### Passage given

****************************************

Now add the inheritance to the equation:

  1. Class 'D' inherits 'B' and 'C', so it has both printing methods
  2. Class 'B' and 'C' inherits 'A', but as 'A' has no printing methods, they still have the same methods
  3. Class 'A' has no printing methods.

When you cast A* a = &d, you are transforming a class with two printing methods to a class without printing methods. Thanks to the power of inheritance, the 'A' class printing method is now overloaded by the one in 'D' class, but 'a' variable is still an 'A' class (with overloads from 'D'). As 'A' doesn't inherits 'B' or 'C', it doesn't knows what they are. Reason why you are getting the error when trying to use them.

****************************************

### Data items
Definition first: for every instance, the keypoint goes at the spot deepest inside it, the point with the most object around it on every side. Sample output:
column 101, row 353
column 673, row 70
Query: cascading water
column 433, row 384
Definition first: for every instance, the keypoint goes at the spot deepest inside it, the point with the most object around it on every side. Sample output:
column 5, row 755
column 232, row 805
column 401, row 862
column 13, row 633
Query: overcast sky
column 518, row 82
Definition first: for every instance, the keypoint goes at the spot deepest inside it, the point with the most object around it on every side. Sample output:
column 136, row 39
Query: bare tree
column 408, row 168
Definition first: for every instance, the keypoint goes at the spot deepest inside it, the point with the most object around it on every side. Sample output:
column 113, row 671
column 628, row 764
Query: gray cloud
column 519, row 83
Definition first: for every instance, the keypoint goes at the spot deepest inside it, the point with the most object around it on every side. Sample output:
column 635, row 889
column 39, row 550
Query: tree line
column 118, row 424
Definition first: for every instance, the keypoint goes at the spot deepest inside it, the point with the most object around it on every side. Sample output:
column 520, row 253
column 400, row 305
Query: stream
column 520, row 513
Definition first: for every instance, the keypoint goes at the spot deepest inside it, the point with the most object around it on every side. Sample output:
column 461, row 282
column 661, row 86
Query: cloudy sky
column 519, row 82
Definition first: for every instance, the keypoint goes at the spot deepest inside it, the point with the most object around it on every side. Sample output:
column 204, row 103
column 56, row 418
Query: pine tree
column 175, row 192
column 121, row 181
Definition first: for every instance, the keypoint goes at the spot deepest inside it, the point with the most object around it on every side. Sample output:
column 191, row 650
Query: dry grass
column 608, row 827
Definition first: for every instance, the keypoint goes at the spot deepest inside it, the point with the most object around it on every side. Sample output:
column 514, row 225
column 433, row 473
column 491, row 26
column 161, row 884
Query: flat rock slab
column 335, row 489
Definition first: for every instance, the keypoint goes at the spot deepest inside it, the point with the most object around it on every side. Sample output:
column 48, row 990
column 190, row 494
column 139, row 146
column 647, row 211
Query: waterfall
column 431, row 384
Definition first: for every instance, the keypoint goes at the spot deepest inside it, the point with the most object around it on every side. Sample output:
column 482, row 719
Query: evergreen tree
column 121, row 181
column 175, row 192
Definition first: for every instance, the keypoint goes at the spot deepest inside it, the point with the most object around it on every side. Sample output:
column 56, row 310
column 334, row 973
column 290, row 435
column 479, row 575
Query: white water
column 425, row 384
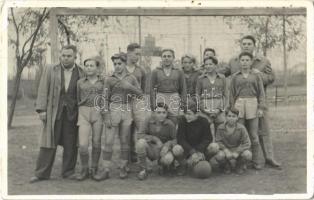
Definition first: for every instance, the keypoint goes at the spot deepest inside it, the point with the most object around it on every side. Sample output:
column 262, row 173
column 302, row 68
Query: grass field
column 288, row 124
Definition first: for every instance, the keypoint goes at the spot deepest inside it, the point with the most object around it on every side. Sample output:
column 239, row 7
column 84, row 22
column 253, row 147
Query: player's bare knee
column 246, row 155
column 167, row 159
column 212, row 148
column 177, row 150
column 220, row 156
column 83, row 149
column 140, row 145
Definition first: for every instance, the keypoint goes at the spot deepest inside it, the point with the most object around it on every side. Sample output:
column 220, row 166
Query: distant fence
column 28, row 89
column 291, row 98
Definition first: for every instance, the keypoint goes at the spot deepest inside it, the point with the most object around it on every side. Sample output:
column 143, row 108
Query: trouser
column 66, row 135
column 265, row 137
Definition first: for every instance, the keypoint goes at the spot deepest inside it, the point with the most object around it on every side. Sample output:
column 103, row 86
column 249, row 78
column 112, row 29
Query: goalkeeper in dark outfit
column 193, row 135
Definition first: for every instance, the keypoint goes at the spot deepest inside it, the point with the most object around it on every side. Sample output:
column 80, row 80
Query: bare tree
column 29, row 27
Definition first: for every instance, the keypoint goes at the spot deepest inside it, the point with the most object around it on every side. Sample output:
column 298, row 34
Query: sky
column 182, row 34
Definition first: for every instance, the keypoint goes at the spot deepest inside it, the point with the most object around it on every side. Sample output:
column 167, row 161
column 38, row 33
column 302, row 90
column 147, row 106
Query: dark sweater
column 193, row 136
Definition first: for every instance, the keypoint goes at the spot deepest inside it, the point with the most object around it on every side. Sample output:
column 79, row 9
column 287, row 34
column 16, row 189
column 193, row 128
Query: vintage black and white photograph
column 141, row 99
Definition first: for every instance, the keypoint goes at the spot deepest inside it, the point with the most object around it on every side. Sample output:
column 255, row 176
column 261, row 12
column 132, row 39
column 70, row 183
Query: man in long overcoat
column 57, row 108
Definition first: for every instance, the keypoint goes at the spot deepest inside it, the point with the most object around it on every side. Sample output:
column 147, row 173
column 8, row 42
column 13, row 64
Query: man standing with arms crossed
column 138, row 105
column 57, row 107
column 260, row 65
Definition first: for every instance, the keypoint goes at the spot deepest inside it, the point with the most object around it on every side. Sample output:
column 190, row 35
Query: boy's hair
column 93, row 59
column 246, row 54
column 209, row 49
column 212, row 58
column 121, row 56
column 188, row 56
column 70, row 46
column 233, row 110
column 132, row 47
column 171, row 50
column 191, row 105
column 161, row 105
column 249, row 37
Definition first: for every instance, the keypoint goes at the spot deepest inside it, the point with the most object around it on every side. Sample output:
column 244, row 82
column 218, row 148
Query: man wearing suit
column 57, row 107
column 262, row 66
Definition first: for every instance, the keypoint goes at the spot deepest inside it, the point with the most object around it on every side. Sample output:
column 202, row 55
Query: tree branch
column 17, row 42
column 67, row 32
column 40, row 21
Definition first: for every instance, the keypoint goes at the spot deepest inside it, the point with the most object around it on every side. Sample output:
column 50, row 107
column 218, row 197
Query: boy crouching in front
column 234, row 144
column 158, row 142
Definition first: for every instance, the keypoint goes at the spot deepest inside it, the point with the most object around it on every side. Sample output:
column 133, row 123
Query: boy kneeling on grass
column 158, row 142
column 234, row 144
column 89, row 118
column 194, row 136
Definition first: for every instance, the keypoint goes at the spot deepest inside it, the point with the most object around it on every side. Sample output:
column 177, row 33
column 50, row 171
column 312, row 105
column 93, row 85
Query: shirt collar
column 98, row 78
column 68, row 69
column 154, row 121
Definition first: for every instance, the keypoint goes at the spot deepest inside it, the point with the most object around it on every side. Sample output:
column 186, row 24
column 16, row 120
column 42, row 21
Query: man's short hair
column 171, row 50
column 132, row 47
column 246, row 54
column 233, row 110
column 93, row 59
column 161, row 105
column 70, row 46
column 121, row 56
column 213, row 58
column 209, row 49
column 193, row 59
column 249, row 37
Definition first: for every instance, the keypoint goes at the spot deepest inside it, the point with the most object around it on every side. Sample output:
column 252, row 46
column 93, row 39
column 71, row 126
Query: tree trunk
column 15, row 90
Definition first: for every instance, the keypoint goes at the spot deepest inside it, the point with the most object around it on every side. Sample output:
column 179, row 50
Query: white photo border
column 157, row 4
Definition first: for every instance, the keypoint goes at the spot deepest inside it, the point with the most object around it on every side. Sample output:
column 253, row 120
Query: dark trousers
column 66, row 133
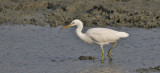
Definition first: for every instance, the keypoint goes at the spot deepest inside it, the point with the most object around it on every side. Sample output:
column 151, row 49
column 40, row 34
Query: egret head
column 73, row 23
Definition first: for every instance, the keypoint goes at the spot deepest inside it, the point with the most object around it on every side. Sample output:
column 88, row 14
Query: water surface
column 35, row 49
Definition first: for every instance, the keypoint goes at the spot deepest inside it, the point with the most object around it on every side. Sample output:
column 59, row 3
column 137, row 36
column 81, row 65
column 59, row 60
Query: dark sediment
column 128, row 13
column 87, row 58
column 150, row 69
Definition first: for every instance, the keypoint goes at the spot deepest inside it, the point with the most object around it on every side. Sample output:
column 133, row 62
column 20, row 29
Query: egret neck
column 79, row 31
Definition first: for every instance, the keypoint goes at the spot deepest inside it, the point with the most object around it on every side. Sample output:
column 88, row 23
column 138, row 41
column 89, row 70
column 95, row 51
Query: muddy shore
column 128, row 13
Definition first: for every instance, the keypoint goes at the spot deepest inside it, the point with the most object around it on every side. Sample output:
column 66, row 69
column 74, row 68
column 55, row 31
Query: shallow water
column 35, row 49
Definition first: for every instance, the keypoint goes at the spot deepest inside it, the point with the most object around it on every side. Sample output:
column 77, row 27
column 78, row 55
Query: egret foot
column 109, row 52
column 102, row 55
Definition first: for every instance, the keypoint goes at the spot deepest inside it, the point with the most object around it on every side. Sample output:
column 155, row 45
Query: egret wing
column 102, row 35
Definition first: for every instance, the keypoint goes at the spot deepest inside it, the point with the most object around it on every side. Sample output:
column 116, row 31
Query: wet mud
column 128, row 13
column 36, row 49
column 148, row 70
column 87, row 58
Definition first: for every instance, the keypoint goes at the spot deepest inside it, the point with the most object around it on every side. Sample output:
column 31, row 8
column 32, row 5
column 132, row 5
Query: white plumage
column 100, row 36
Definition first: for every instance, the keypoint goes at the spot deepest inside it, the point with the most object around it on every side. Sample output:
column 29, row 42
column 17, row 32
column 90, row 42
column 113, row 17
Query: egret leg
column 102, row 52
column 109, row 52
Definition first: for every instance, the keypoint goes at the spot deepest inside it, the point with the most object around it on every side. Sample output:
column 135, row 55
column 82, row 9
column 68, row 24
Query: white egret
column 100, row 36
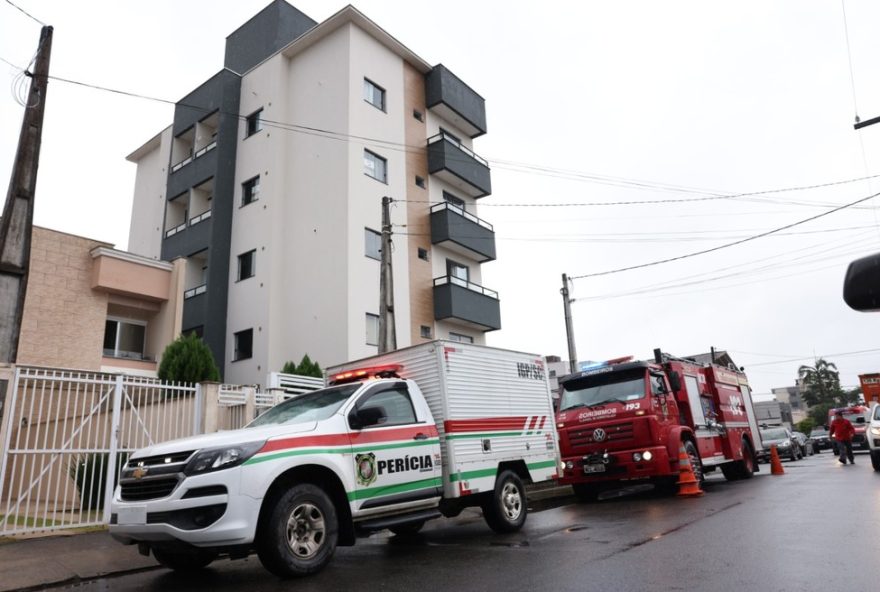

****************************************

### To do
In the inheritance explanation, rewrite the part between "1. Class 'D'" and "to use them.", inclusive, swapping "printing methods" for "output methods".

### The response
1. Class 'D' inherits 'B' and 'C', so it has both output methods
  2. Class 'B' and 'C' inherits 'A', but as 'A' has no output methods, they still have the same methods
  3. Class 'A' has no output methods.

When you cast A* a = &d, you are transforming a class with two output methods to a class without output methods. Thanks to the power of inheritance, the 'A' class printing method is now overloaded by the one in 'D' class, but 'a' variable is still an 'A' class (with overloads from 'D'). As 'A' doesn't inherits 'B' or 'C', it doesn't knows what they are. Reason why you are getting the error when trying to use them.